* Task objective *
Return, exactly and in full, the lines of the records below starting at the one with "point: orange rain" and ending at the one with "point: shirtless man", and no other lines.

* Information provided *
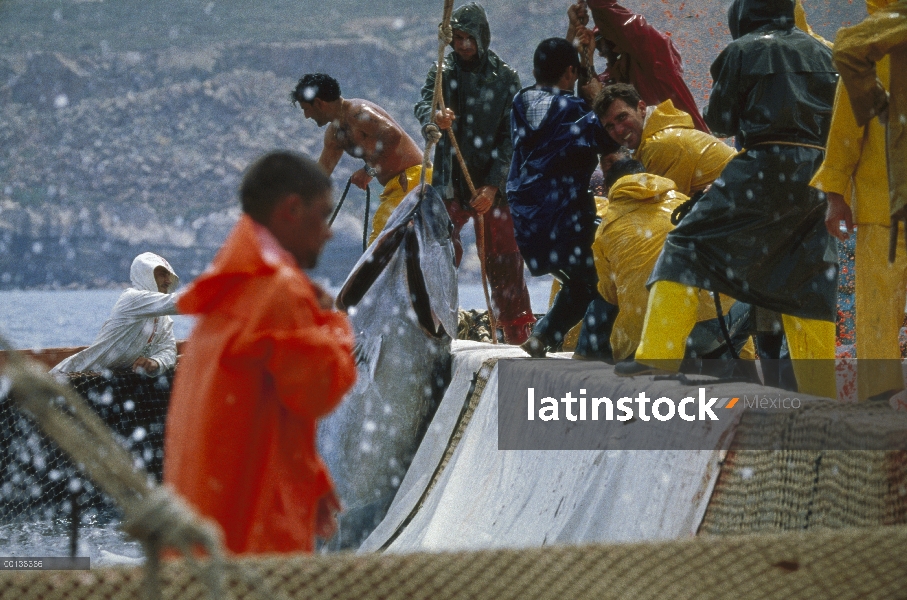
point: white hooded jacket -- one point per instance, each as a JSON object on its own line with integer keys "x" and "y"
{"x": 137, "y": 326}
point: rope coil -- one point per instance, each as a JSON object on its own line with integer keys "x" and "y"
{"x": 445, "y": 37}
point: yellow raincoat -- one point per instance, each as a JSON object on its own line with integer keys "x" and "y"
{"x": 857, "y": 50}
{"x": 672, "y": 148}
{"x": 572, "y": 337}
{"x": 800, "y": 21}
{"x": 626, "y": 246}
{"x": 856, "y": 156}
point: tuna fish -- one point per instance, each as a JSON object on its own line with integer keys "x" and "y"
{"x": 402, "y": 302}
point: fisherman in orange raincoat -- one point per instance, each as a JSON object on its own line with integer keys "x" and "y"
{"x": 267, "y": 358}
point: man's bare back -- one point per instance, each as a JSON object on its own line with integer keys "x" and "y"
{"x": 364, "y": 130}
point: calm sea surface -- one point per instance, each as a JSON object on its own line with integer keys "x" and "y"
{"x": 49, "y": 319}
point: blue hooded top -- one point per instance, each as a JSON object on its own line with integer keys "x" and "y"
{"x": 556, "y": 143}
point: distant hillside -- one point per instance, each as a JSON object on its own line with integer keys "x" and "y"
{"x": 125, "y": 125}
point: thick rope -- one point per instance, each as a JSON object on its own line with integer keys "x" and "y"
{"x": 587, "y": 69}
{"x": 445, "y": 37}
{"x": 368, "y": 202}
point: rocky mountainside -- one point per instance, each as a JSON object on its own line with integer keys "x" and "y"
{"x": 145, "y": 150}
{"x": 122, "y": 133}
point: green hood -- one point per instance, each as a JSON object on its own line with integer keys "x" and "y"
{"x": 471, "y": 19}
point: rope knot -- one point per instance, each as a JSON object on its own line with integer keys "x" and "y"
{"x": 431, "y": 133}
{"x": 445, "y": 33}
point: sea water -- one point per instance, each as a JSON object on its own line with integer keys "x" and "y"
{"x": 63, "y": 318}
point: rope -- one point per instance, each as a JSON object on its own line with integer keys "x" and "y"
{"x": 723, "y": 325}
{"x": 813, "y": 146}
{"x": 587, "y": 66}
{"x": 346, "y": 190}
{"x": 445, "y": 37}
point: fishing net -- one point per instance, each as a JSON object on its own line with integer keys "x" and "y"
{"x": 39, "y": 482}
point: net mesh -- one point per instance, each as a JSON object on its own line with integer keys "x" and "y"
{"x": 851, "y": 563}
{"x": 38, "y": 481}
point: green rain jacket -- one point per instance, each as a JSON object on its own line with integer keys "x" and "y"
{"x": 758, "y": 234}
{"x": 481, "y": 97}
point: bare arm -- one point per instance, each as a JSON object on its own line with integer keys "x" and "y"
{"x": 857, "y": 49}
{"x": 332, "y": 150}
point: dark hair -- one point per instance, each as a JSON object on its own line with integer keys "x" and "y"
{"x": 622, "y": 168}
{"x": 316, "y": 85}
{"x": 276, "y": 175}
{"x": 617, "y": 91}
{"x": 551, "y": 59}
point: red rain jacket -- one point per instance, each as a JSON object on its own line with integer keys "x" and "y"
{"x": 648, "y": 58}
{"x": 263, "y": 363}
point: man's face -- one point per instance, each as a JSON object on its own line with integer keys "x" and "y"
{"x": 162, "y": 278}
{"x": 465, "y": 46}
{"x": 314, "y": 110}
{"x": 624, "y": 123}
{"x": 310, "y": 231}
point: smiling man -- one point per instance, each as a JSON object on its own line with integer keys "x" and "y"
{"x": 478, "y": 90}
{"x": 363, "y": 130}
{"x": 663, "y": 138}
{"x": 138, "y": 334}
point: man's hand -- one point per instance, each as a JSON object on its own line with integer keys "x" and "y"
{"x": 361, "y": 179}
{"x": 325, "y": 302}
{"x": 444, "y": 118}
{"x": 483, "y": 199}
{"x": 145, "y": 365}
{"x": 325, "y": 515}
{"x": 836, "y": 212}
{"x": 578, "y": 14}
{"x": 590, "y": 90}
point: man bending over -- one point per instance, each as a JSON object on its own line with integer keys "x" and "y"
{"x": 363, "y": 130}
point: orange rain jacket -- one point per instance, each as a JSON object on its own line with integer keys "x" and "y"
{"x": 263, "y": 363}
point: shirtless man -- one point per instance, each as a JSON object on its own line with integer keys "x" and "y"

==

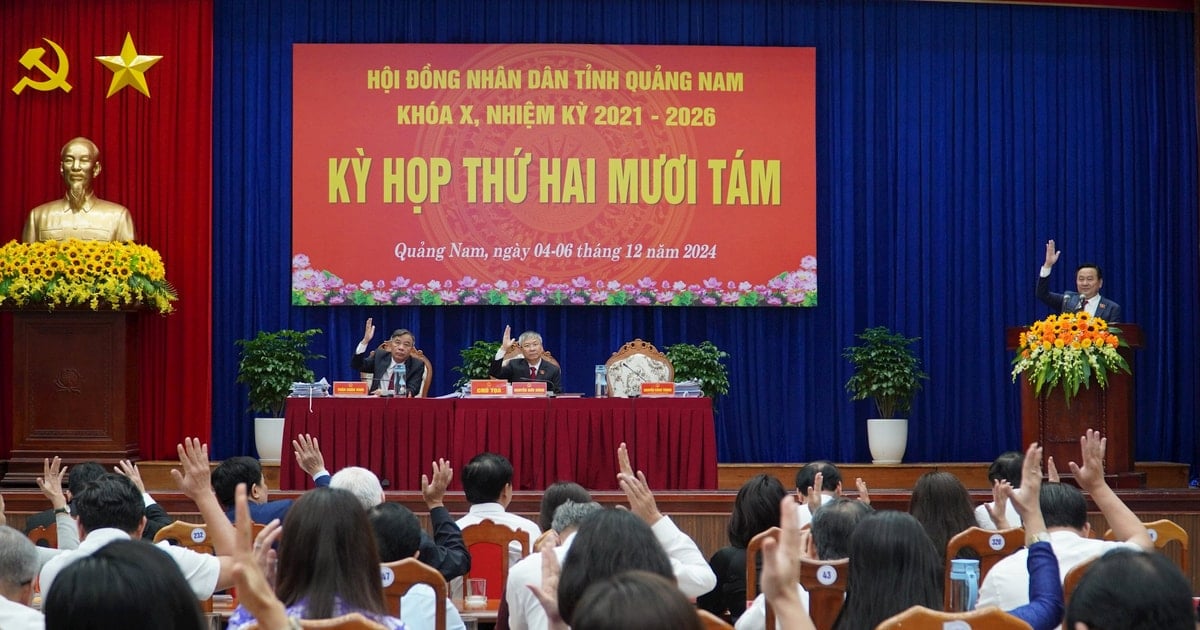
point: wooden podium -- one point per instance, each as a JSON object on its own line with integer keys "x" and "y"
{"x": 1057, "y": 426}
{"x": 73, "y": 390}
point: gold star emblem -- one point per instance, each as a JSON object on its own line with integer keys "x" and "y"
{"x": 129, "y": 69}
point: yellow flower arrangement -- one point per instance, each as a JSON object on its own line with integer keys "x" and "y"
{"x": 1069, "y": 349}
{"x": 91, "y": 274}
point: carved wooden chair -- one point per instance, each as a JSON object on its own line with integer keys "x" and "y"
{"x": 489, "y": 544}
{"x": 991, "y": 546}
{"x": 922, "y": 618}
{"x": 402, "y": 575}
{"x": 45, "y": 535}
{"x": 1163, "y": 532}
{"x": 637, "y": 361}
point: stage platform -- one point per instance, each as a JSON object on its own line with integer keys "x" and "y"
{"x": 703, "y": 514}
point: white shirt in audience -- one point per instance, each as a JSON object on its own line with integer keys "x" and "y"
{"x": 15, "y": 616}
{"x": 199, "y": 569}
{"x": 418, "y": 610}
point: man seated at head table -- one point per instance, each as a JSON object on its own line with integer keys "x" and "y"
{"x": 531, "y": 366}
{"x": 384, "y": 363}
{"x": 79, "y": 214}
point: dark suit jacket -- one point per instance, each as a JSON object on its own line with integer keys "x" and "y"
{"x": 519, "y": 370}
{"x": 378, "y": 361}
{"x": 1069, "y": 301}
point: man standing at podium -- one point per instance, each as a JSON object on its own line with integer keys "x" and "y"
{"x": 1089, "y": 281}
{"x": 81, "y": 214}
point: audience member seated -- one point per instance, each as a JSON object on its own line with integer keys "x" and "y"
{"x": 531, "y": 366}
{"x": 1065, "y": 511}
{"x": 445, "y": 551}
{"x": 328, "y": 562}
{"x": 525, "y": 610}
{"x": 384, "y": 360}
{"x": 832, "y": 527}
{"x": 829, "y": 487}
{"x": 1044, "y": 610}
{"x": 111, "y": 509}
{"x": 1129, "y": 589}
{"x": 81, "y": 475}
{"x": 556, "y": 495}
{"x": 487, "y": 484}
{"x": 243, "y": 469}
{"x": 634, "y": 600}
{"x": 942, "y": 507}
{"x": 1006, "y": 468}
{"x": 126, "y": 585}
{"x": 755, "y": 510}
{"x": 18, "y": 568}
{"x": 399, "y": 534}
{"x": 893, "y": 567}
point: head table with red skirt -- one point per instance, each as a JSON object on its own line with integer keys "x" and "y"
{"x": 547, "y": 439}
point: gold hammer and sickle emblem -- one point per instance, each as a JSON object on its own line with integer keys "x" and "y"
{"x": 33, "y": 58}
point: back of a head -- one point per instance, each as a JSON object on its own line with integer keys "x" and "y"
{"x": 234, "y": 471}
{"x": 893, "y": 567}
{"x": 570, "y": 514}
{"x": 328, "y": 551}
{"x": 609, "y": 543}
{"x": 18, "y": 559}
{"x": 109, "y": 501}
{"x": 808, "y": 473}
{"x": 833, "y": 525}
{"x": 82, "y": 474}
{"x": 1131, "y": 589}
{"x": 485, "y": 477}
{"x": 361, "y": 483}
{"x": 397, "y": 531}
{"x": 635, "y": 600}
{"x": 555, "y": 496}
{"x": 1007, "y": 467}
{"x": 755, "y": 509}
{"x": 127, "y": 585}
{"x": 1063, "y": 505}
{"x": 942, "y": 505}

---

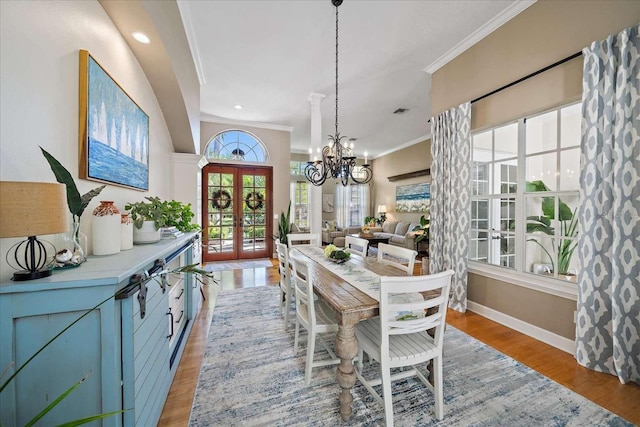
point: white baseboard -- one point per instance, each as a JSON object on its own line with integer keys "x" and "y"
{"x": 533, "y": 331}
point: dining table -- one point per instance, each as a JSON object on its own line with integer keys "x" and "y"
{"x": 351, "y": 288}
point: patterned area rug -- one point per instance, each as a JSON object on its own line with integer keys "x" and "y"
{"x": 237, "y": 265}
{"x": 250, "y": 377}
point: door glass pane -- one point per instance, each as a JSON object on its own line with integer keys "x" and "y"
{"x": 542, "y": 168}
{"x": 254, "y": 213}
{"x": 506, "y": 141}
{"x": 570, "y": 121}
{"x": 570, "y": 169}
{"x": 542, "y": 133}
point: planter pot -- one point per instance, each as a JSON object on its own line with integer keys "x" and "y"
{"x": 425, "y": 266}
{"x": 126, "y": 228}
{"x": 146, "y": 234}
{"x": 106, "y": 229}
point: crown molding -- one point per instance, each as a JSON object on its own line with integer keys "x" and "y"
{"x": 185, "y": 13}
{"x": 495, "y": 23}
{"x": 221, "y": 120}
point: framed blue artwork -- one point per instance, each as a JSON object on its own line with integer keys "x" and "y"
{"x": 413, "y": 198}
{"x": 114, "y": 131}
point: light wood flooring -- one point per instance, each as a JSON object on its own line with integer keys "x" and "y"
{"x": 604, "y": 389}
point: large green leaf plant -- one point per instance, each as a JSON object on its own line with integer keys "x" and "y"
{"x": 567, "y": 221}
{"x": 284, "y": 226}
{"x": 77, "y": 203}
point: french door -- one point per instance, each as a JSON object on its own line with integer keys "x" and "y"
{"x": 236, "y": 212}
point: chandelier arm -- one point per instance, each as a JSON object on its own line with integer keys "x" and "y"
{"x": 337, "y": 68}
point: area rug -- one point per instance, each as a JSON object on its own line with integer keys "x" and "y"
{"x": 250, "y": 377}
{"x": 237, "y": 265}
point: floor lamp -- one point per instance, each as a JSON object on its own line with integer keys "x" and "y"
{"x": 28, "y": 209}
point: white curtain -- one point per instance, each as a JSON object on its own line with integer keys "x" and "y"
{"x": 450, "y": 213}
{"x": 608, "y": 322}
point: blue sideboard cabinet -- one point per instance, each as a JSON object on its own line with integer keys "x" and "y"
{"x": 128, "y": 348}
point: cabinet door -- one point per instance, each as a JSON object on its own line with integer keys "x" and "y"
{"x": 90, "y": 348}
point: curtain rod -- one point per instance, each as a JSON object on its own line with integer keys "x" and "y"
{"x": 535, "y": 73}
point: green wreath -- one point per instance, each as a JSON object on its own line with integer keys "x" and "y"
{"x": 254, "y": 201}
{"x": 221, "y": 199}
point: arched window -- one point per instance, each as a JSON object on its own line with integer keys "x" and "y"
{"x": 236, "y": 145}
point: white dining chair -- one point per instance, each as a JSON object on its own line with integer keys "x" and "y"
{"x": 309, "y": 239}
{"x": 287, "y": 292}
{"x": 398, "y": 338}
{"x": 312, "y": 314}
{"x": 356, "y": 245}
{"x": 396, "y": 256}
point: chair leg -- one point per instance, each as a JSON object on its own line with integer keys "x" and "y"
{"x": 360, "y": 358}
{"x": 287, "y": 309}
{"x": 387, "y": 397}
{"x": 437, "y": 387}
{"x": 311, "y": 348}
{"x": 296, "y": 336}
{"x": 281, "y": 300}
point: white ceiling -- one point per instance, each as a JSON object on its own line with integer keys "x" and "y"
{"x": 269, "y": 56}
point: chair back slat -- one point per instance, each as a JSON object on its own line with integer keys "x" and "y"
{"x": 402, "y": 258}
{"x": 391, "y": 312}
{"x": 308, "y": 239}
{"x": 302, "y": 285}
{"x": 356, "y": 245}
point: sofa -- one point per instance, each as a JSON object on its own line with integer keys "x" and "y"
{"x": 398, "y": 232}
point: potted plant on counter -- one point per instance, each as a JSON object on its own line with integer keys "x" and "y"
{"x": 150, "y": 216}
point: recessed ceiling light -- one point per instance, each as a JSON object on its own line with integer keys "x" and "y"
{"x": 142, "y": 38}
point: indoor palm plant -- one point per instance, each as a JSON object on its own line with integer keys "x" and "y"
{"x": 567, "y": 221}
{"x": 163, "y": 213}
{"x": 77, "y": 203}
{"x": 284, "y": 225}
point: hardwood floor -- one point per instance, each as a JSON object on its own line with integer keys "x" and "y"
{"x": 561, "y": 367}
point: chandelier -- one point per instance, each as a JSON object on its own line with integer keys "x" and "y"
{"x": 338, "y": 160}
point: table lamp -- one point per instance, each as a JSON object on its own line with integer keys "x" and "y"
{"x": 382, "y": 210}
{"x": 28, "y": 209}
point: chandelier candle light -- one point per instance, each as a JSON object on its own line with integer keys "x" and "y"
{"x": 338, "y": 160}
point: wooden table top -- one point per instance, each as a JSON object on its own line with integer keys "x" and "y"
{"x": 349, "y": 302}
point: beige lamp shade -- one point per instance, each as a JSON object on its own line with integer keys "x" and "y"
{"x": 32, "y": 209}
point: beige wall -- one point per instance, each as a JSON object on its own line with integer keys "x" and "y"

* Answer to the problem *
point: orange rain jacket -- one point per instance, each as a JSON object on its own line with integer keys "x" and "y"
{"x": 263, "y": 363}
point: shirtless man -- one point per instance, each as a JSON object on its own line with integer keys "x" and "y"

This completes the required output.